◆ MATERIAL SHOWN ◆
────
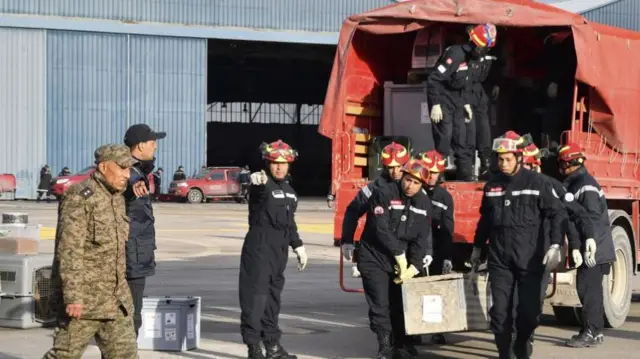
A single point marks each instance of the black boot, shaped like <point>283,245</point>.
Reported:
<point>255,352</point>
<point>276,351</point>
<point>385,351</point>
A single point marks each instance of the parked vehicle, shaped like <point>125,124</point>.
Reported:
<point>210,183</point>
<point>604,120</point>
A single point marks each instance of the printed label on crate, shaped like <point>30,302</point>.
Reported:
<point>432,309</point>
<point>170,319</point>
<point>170,335</point>
<point>152,325</point>
<point>191,327</point>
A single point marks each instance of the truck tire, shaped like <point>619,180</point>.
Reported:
<point>195,196</point>
<point>617,284</point>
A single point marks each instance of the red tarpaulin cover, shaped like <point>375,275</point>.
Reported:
<point>607,56</point>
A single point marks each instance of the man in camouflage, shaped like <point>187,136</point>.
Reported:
<point>90,291</point>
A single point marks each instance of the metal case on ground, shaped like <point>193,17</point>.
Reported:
<point>170,324</point>
<point>26,288</point>
<point>446,303</point>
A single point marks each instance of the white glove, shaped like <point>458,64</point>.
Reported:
<point>469,117</point>
<point>552,90</point>
<point>447,266</point>
<point>577,257</point>
<point>552,258</point>
<point>475,256</point>
<point>258,178</point>
<point>426,261</point>
<point>590,252</point>
<point>347,251</point>
<point>436,113</point>
<point>302,257</point>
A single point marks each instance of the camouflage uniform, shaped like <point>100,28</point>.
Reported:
<point>89,267</point>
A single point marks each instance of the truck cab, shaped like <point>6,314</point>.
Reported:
<point>378,91</point>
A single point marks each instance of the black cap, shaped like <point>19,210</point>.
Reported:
<point>141,133</point>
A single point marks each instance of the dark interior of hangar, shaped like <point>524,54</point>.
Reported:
<point>264,91</point>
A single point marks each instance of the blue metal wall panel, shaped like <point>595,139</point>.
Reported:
<point>168,92</point>
<point>22,107</point>
<point>301,15</point>
<point>623,13</point>
<point>86,95</point>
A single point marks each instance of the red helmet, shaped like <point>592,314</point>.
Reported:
<point>394,154</point>
<point>418,169</point>
<point>434,161</point>
<point>531,155</point>
<point>570,152</point>
<point>484,35</point>
<point>278,152</point>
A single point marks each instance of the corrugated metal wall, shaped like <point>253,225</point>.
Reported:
<point>86,95</point>
<point>99,84</point>
<point>168,92</point>
<point>308,15</point>
<point>22,107</point>
<point>623,13</point>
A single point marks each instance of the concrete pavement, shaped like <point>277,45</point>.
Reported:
<point>198,255</point>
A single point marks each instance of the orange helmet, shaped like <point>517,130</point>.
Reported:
────
◆ DIRECTIONS ◆
The exact lines of the material above starting at the one that contains "A single point marks each instance of the parked" and ending at the one that contains "A single point marks each instance of the metal" are what to retype; leave out everything else.

◆ EXPECTED ANSWER ◆
A single point marks each instance of the parked vehicle, shaped like <point>125,124</point>.
Reported:
<point>210,183</point>
<point>604,120</point>
A single point marks each instance of the printed label on crate, shaped like <point>30,302</point>.
Reported:
<point>432,309</point>
<point>170,319</point>
<point>170,335</point>
<point>152,325</point>
<point>191,327</point>
A single point marks each instance of the truck tire, shaped like <point>619,180</point>.
Reported:
<point>195,196</point>
<point>617,284</point>
A single point marks each instance of the red tarpaulin cover, shaped like <point>375,275</point>.
Reported:
<point>607,56</point>
A single point marks each instance of the man in camouflage, shaped like <point>187,136</point>.
Reported:
<point>90,291</point>
A single point marks each instance of the metal case on ground, shaped like <point>193,17</point>.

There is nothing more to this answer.